Search by job, company or skills

roundcircle

Data/ML Engineer

Save
new job description bg glownew job description bg glow
  • Posted 5 hours ago
  • Be among the first 10 applicants
Early Applicant

Job Description

About the Role

We are looking for a Data Engineer / Machine Learning Engineer to build and scale the data and intelligence layer powering our multi-tenant SaaS platform. You will own data pipelines that ingest, transform, and serve billions of events across analytics, billing, and product surfaces — and increasingly power ML-driven features such as scoring, recommendations, and intelligent automation.

This is a hands-on role with deep ownership: you will design schemas, build pipelines end-to-end, optimize query performance on ClickHouse, and ship ML workflows into production. You will work closely with backend, product, and founding engineering leadership.

Core Responsibilities

  • Design, build, and maintain scalable batch and streaming data pipelines using Apache Airflow and Python.

> [Data segment]:

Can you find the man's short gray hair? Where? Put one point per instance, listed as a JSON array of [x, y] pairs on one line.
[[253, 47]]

> [What to do]:
Continue the Data/ML Engineer job posting from its last sentence.

> [Written response]:
  • Model and optimize analytical workloads on ClickHouse — including partition strategy, sort keys, materialized views, and ReplacingMergeTree / AggregatingMergeTree patterns.
  • Build and maintain ETL/ELT workflows for ingestion from operational stores (Mysql, PostgreSQL, MongoDB) into the analytics warehouse.
  • Develop, deploy, and monitor machine learning models — from feature engineering to training, evaluation, and production serving.
  • Define and enforce data contracts, schema evolution, and data quality checks across services.
  • Partner with backend teams to instrument event tracking and ensure data correctness across multi-tenant boundaries.
  • Optimize query performance and cost; investigate and resolve slow queries, full partition scans, and skew issues.
  • Contribute to the MLOps stack: model versioning, experiment tracking, monitoring, and retraining pipelines.
  • Write clean, tested, well-documented code. Participate in code reviews and design discussions.

Mandatory Skills

  • Python Programming — strong proficiency, including pandas, NumPy, and production-grade code (typing, packaging, testing).
  • Data Pipelines — solid experience designing batch and/or streaming pipelines, with awareness of idempotency, backfills, and failure recovery.
  • Apache Airflow — authoring DAGs, custom operators, sensors, and managing dependencies in production.
  • ClickHouse — hands-on experience with table engines (MergeTree family), partitioning, sort keys, and materialized views.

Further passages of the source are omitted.